Raw data |
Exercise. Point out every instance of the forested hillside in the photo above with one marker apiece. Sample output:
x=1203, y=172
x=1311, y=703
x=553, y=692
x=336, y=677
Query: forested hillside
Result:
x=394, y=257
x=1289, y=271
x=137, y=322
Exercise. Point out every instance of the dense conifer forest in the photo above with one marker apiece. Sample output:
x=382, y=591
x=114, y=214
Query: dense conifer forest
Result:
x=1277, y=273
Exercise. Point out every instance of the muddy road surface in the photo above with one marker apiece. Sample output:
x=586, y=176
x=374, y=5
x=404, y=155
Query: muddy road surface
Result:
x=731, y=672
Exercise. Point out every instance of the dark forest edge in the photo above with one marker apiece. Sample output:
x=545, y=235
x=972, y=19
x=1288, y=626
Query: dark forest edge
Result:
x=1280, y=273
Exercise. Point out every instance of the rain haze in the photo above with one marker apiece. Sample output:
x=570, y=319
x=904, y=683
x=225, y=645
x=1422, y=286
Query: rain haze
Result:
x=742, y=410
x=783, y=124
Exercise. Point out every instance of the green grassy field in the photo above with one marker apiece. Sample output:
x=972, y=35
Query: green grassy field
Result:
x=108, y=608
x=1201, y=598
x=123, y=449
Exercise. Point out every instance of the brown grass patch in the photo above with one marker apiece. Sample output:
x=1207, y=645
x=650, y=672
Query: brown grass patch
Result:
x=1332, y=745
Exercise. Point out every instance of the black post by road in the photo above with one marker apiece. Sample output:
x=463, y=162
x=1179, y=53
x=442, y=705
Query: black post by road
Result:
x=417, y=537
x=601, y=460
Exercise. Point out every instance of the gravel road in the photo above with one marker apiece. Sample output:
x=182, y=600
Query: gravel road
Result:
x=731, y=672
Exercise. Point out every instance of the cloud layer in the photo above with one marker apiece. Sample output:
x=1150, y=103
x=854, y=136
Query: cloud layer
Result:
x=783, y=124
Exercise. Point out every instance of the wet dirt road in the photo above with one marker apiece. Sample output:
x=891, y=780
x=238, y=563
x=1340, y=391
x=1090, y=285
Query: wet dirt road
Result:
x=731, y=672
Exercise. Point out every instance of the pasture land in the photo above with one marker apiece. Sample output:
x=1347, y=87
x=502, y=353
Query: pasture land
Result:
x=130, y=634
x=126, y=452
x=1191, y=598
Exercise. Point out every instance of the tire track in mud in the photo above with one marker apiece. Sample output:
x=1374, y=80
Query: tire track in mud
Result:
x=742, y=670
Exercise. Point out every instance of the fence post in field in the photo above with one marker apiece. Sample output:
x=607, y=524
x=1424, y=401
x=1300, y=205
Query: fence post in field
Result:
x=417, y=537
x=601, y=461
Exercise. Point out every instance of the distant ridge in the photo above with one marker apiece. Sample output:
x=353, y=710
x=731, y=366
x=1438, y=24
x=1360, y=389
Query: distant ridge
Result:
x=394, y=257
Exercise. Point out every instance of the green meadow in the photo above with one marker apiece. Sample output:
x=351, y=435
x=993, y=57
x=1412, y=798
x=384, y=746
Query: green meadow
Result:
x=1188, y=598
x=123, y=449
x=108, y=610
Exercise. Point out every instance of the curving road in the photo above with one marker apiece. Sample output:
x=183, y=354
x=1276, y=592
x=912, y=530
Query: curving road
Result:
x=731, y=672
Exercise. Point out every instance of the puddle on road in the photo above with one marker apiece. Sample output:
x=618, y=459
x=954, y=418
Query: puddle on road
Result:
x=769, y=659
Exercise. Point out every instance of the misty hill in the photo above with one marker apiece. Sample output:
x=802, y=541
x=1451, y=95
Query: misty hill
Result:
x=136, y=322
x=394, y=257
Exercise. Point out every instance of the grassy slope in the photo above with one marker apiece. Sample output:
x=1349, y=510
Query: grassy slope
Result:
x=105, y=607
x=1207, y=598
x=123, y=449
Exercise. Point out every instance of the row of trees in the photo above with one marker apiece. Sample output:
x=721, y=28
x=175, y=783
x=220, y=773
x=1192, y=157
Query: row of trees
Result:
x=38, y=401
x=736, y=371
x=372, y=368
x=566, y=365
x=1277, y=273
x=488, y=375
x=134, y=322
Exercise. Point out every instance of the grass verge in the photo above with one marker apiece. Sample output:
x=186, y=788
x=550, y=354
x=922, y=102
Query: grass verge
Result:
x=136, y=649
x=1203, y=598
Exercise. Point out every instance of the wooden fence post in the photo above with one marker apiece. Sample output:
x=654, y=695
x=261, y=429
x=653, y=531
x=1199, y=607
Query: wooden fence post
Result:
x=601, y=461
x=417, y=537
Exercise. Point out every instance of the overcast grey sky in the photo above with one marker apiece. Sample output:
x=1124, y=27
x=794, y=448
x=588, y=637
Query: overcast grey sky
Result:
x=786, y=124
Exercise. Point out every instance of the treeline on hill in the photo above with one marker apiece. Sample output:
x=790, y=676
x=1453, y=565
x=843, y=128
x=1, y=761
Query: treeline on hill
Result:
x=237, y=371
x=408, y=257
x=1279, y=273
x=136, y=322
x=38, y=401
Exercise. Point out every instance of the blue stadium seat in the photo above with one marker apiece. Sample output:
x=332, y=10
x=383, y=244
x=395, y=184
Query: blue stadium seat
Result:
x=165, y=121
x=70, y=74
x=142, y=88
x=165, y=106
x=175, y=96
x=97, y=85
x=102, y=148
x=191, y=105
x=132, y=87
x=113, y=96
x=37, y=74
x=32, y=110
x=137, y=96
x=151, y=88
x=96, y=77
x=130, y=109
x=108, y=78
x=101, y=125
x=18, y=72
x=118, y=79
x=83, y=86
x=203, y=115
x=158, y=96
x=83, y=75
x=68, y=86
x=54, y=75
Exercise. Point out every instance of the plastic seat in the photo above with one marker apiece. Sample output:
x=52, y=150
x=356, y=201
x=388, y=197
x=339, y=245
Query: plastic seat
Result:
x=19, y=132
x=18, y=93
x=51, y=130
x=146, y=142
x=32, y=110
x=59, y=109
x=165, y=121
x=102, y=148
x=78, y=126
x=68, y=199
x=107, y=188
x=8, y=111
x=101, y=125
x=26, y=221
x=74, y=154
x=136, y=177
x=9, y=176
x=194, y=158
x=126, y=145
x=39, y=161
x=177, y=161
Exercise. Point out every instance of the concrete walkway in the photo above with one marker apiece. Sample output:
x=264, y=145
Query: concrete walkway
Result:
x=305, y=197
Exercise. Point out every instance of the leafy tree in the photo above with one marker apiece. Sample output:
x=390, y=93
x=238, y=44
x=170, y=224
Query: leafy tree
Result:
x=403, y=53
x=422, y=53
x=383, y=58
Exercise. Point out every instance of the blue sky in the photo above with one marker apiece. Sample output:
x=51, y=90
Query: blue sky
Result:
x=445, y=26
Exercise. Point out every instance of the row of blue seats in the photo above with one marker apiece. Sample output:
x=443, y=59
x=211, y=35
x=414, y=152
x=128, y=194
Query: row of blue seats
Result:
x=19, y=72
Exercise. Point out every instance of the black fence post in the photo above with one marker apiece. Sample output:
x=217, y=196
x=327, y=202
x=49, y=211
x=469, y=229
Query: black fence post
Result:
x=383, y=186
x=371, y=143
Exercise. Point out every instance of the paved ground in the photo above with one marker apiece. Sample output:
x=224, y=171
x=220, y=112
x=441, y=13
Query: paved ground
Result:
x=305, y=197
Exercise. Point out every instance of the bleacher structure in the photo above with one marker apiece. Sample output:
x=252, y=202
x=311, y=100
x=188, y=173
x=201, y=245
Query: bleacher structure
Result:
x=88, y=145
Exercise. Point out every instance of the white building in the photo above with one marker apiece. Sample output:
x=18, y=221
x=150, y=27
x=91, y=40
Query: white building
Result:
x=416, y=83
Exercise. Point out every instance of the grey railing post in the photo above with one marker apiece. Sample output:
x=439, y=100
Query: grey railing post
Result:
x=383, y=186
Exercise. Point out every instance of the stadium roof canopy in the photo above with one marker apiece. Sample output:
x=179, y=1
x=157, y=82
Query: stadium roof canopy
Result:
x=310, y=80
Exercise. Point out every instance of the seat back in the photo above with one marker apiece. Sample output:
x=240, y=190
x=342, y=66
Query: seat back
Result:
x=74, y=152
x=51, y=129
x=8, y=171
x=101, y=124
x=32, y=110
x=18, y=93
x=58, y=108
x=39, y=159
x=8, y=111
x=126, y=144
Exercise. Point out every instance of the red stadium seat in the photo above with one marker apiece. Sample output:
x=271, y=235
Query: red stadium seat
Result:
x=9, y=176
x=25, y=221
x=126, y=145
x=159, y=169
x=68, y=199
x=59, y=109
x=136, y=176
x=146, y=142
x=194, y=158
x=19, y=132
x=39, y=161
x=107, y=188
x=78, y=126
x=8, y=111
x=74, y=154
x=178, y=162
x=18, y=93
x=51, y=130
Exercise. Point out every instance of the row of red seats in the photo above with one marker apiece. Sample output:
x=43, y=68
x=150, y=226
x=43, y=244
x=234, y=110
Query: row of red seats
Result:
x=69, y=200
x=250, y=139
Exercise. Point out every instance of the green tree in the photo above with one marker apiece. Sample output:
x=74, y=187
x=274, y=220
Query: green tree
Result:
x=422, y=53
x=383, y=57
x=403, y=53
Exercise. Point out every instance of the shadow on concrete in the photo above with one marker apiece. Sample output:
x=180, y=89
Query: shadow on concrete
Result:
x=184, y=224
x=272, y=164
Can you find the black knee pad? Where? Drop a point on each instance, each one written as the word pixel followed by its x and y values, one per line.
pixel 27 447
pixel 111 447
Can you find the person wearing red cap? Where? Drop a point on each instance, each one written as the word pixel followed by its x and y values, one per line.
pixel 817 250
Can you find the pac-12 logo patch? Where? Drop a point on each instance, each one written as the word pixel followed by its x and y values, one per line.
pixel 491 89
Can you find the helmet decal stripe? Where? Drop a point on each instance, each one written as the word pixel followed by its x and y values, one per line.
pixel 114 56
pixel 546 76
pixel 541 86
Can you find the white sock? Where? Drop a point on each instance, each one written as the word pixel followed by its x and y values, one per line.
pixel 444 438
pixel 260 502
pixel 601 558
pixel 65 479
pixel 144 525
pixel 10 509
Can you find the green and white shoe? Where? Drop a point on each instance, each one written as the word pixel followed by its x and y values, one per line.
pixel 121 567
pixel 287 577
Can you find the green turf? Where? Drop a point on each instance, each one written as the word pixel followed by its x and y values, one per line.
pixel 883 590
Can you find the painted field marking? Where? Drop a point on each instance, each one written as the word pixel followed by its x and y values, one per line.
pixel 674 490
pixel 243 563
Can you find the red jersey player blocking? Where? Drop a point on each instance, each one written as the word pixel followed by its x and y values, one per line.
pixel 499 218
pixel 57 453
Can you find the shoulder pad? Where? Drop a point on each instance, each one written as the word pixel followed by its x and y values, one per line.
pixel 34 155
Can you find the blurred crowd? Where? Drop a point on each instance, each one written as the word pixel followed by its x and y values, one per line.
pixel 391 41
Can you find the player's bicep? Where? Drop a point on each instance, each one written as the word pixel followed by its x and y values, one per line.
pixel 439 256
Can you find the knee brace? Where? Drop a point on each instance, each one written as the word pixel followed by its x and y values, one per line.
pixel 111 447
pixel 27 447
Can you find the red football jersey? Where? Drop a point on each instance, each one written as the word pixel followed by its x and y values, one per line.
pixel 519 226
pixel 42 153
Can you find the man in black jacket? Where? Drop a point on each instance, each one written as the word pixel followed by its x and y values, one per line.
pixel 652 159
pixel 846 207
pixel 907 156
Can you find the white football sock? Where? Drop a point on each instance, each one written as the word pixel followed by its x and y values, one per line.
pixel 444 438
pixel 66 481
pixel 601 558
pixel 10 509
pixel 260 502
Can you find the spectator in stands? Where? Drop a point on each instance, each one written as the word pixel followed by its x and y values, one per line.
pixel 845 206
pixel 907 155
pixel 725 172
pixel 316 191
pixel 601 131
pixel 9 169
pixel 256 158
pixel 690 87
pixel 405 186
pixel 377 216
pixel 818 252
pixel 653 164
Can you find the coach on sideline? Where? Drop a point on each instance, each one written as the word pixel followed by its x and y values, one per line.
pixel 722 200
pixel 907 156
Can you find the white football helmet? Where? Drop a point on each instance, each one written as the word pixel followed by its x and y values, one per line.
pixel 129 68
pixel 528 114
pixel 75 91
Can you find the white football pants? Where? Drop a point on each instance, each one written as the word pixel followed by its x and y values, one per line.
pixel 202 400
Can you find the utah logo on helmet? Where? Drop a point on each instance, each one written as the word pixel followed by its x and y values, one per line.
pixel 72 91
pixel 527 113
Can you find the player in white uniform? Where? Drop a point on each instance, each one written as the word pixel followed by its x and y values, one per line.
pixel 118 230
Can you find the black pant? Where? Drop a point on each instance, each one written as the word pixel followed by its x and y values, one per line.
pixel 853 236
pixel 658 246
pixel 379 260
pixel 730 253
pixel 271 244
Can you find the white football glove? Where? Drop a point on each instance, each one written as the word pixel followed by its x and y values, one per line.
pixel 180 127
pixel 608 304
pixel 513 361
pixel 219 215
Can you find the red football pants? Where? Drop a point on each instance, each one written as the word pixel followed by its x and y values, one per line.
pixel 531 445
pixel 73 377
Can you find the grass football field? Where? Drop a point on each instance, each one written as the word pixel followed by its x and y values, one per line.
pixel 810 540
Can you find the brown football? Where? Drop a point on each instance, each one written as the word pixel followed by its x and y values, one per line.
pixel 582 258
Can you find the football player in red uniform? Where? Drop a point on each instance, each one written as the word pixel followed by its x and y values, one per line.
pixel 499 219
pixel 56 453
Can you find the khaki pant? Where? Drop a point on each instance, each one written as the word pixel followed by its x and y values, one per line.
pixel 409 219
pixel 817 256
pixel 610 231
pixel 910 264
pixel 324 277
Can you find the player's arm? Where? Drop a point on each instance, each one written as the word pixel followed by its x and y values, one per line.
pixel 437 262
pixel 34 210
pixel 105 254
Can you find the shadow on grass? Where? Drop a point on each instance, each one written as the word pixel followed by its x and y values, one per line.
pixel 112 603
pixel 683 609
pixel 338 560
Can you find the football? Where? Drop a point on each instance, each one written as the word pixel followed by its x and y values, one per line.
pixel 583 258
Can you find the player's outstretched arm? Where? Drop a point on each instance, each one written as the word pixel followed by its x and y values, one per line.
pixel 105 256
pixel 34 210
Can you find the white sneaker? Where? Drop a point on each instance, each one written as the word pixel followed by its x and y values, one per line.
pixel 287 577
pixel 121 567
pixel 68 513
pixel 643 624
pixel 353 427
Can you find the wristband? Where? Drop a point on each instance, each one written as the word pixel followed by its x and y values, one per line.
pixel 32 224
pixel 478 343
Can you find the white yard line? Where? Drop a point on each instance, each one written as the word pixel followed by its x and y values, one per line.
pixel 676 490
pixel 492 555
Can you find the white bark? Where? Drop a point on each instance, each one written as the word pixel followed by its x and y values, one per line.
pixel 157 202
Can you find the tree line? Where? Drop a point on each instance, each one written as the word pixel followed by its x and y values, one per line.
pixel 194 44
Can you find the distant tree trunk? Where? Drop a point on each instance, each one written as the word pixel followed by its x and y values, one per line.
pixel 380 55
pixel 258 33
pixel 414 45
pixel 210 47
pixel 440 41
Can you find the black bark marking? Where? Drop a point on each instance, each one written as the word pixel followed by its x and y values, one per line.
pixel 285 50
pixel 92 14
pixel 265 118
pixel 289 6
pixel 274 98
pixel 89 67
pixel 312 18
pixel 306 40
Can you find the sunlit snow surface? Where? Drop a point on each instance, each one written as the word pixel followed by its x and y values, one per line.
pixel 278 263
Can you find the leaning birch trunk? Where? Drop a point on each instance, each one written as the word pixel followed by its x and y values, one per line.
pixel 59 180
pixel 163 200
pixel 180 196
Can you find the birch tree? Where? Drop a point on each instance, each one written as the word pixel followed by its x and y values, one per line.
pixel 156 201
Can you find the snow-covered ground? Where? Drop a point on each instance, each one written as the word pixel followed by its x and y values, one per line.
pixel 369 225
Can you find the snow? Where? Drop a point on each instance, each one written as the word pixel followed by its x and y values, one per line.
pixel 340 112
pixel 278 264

Your assignment |
Throughout the data above, report every line that contains the string "trees".

Response to the exercise |
Exercise. Point out every instance of the row of trees in the photo above with one marker apiece. Sample output:
Query: row of trees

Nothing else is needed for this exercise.